→ GOAL: Reproduce the listing that follows with no differences at all.

→ DATA FOR THE TASK:

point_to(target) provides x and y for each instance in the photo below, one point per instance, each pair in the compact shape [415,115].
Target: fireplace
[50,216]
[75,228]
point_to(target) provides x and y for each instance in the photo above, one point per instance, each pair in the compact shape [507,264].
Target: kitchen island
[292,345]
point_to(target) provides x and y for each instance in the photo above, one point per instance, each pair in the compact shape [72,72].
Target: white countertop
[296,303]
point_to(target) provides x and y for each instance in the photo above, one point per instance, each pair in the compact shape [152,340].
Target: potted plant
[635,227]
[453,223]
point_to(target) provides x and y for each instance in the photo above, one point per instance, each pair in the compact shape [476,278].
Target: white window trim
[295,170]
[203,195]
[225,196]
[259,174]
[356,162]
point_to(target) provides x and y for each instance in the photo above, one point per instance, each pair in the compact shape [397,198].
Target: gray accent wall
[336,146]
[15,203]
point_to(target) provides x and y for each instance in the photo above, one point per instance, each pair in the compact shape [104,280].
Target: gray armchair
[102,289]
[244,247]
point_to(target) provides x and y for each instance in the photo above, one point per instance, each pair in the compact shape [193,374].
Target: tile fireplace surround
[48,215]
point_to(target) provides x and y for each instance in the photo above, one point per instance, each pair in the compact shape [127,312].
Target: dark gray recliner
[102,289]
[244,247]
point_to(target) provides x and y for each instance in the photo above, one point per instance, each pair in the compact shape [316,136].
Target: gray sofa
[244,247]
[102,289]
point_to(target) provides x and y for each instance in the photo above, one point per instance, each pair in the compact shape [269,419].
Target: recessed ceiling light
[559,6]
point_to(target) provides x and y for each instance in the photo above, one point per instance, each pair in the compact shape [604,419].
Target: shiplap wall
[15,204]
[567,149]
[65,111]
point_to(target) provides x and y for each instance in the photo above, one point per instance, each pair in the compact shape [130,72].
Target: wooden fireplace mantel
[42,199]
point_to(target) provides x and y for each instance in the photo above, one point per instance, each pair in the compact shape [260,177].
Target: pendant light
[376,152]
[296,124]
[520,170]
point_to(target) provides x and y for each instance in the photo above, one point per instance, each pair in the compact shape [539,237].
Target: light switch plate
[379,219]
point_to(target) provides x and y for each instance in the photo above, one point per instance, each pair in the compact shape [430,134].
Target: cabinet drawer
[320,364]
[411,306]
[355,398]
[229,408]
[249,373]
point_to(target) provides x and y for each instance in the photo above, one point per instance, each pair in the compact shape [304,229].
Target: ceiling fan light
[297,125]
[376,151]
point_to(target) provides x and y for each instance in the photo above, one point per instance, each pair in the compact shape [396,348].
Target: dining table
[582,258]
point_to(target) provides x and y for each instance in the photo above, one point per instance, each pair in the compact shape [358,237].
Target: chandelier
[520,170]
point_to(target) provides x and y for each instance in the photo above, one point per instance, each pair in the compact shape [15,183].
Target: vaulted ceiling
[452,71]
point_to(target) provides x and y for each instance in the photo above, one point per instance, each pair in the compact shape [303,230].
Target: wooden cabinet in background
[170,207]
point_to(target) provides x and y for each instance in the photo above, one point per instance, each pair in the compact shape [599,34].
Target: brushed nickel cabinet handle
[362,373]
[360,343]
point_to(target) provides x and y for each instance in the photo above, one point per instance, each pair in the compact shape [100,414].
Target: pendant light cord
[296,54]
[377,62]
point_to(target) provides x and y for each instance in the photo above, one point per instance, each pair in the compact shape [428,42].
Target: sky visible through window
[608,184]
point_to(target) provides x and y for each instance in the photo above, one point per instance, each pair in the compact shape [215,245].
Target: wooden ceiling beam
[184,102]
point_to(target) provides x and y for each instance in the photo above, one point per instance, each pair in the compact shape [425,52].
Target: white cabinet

→ FINISHED ANSWER:
point_to(target) provides x and y for each instance in the photo below, one point per instance, each pair in the compact shape [415,115].
Target: fireplace
[50,216]
[75,228]
point_to(target) provides x and y for each instance in the photo above, one point per instance, each pair in the compact shape [507,264].
Target: kitchen island
[292,345]
point_to(target) provides x and y for each instance in the photo above, one point per instance, each pair in the compact shape [72,72].
Target: white countertop
[296,303]
point_to(target) provides x and y for each instance in the photo above, one point per instance, each pair in the compact shape [152,340].
Target: potted plant
[635,227]
[453,223]
point_to(target) provides x and y for each instance in the photo above, one point per instance, each pair in the compact shape [476,278].
Target: white window trim
[295,170]
[203,195]
[225,196]
[259,174]
[356,162]
point_to(target) provides x and y for each instance in the photo above, one point per instance, each pair in the compact shape [397,198].
Target: gray accent wall
[336,146]
[15,203]
point_to(target) provides x and y for each instance in the photo above, one point per instance, each pair in the compact shape [104,280].
Target: gray armchair
[102,289]
[244,247]
point_to(target) provides x and y for each instance in the photo above, one point per instance, each pair in the compact shape [193,374].
Target: tile fireplace surround
[48,215]
point_to(target) provides x and y for each instance in the photo above, one point per instance, each pair in the compact shape [127,312].
Target: dark gray recliner
[102,289]
[244,247]
point_to(target) provides x and y for each instance in the photo above, one point per instance, each pair in the compact shape [316,136].
Target: gray sofa
[244,247]
[102,289]
point_to(target) provides x and y for each instance in the photo above, one point per instance, each pair in the compact shape [269,419].
Target: recessed ceiling light
[559,6]
point_to(target) provides x and y for each instance in the photo above, one point per instance, each pair in the compact shape [604,419].
Target: shiplap wall
[15,204]
[567,149]
[65,111]
point_to(target) provides x and y for each instance in the photo above, one point per instance, each pair in the compact shape [130,72].
Target: wooden fireplace mantel
[42,199]
point_to(target) provides x and y for each instance in the photo above, one point per instance, each pair in the compact shape [260,177].
Target: pendant light
[376,152]
[296,124]
[520,170]
point_to(target) provides x and y for each instance in the photo above, one point per instance, each pair in the compact shape [539,237].
Target: light switch plate
[379,219]
point_to(target) provides x and y for each instance in the photo above, one point per instance, each pair in the compact shape [430,134].
Target: cabinet drawer
[320,364]
[411,306]
[355,398]
[229,408]
[249,373]
point_to(target) provides x and y for each instance in the photo above, one point per instance, each pair in the compact shape [304,229].
Target: ceiling fan light
[297,125]
[376,151]
point_to(target) provides x and y for each instance in the photo above, one point per instance, each pair in the compact shape [396,348].
Target: dining table
[582,258]
point_to(target) provides x and y for each instance in the photo above, one point per instance, each pair in the compact shape [358,237].
Target: chandelier
[520,170]
point_to(target) provides x and y for each instance in the photo above, one point per instance, each pair in the compact shape [15,183].
Target: vaulted ceiling
[452,71]
point_to(target) provides x and y for each instance in the photo above, one point per instance, each pair in the compact shape [303,230].
Target: wooden cabinet in background
[170,207]
point_to(target) provides x and y for each instance in the photo above, one point per instance, each pair in the compact shape [599,34].
Target: brushed nickel cabinet handle
[362,373]
[360,343]
point_to(target) provides x and y for each instance in the photo above, one point per instance, each pair in the compact shape [100,414].
Target: pendant light cord
[296,54]
[377,62]
point_to(target) provides x and y for each instance in the photo above, one point per instance, each pair in the compact shape [428,42].
Target: sky visible through window
[608,184]
point_to(target) provides x and y for each instance in the photo above, one point per instance, each pair in the compact shape [215,245].
Target: wooden ceiling beam
[184,102]
point_to(target) provides x and y for each instance in the photo above, one point per instance, each pair in the compact shape [425,52].
Target: white cabinet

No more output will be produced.